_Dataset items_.
BEGIN
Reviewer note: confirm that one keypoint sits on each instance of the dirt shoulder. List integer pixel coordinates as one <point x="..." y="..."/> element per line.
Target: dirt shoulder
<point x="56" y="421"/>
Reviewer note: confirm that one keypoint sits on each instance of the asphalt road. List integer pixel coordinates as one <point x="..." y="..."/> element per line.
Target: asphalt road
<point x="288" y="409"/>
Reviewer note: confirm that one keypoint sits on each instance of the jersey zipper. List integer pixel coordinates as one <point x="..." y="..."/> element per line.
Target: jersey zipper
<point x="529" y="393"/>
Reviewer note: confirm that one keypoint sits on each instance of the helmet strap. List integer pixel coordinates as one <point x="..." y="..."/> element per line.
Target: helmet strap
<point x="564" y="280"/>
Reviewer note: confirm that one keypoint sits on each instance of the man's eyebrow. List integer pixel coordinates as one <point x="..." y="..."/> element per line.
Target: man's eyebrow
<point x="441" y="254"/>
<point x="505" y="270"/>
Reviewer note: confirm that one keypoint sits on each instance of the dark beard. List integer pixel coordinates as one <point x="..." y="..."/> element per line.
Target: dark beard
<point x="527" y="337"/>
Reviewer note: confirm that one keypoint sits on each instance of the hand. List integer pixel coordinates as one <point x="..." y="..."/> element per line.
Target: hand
END
_Work instruction_. Where a line in the records above contains the word "hand", copy that line.

_The answer_.
Reviewer note: confirm that one keypoint sits on each instance of the hand. List integer pixel coordinates as one <point x="..." y="..."/> element per line.
Target: hand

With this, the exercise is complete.